TASK INSTRUCTIONS: Reproduce each line from the first in the data through the line that contains "the utility pole." exactly; give nothing else.

Stored data entries:
====
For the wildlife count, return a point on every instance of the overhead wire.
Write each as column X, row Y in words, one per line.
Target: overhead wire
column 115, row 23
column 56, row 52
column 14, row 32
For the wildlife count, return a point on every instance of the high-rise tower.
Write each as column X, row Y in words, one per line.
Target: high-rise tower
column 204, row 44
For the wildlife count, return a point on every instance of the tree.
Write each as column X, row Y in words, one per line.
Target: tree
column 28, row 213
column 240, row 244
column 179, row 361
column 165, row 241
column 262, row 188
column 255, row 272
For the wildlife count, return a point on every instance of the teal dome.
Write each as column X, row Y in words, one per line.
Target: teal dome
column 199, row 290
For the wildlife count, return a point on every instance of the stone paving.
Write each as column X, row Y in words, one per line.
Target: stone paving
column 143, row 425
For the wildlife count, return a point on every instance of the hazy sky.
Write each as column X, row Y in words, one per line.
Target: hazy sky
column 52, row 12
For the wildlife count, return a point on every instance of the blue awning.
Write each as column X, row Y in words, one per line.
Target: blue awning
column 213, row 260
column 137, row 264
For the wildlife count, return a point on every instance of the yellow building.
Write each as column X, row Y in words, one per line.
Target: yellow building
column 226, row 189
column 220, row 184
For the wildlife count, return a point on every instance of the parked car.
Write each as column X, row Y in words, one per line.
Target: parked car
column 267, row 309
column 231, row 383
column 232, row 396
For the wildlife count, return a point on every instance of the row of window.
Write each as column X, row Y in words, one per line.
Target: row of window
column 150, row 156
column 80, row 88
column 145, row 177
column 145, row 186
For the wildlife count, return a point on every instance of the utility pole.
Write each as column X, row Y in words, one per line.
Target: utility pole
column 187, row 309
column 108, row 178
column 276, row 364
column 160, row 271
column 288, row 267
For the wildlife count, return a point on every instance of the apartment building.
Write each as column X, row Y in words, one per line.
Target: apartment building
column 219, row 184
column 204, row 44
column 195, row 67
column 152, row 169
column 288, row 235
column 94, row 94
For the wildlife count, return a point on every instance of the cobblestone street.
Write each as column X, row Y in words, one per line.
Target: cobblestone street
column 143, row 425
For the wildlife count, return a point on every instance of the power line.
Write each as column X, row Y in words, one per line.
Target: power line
====
THE ANSWER:
For the wildlife count, return a point on every instance of the overhead wire.
Write each as column X, row Y in words, one per line.
Target: overhead wire
column 115, row 23
column 56, row 52
column 14, row 32
For the wildlife count, return a point on every instance of the high-rise tower.
Write each as column X, row Y in words, one per line.
Target: high-rise tower
column 204, row 44
For the wildlife count, return a point on every instance of the tree.
Write each as column X, row Y in words, one per line.
Target: tree
column 28, row 213
column 240, row 244
column 179, row 361
column 165, row 241
column 262, row 188
column 255, row 272
For the wildlife count, return a point on every instance of the teal dome.
Write each as column X, row Y in words, one per line.
Target: teal dome
column 199, row 290
For the wildlife count, return a point on every instance of the stone paving.
Write each as column X, row Y in words, one per line.
Target: stone paving
column 143, row 425
For the wildlife count, return a point on every instance of the hazy sky.
Write each as column X, row Y in words, one per line.
Target: hazy sky
column 52, row 12
For the wildlife count, return a point on every instance of the blue awning.
Write each as column X, row Y in words, one per line.
Target: blue awning
column 213, row 260
column 137, row 264
For the wildlife count, return a point on every instance of the yellow building.
Write each as column X, row Y in words, one per line.
Target: yellow building
column 226, row 189
column 220, row 184
For the wildlife count, return a point on every instance of the parked car.
Write each as column X, row Y in words, one per line.
Target: parked car
column 267, row 309
column 231, row 383
column 232, row 396
For the wildlife count, return a point on every instance of the row of window.
Write each as column X, row Y in words, one per line.
Target: row of window
column 150, row 156
column 80, row 88
column 145, row 177
column 145, row 186
For the wildlife count, return a point on every instance of the utility pole.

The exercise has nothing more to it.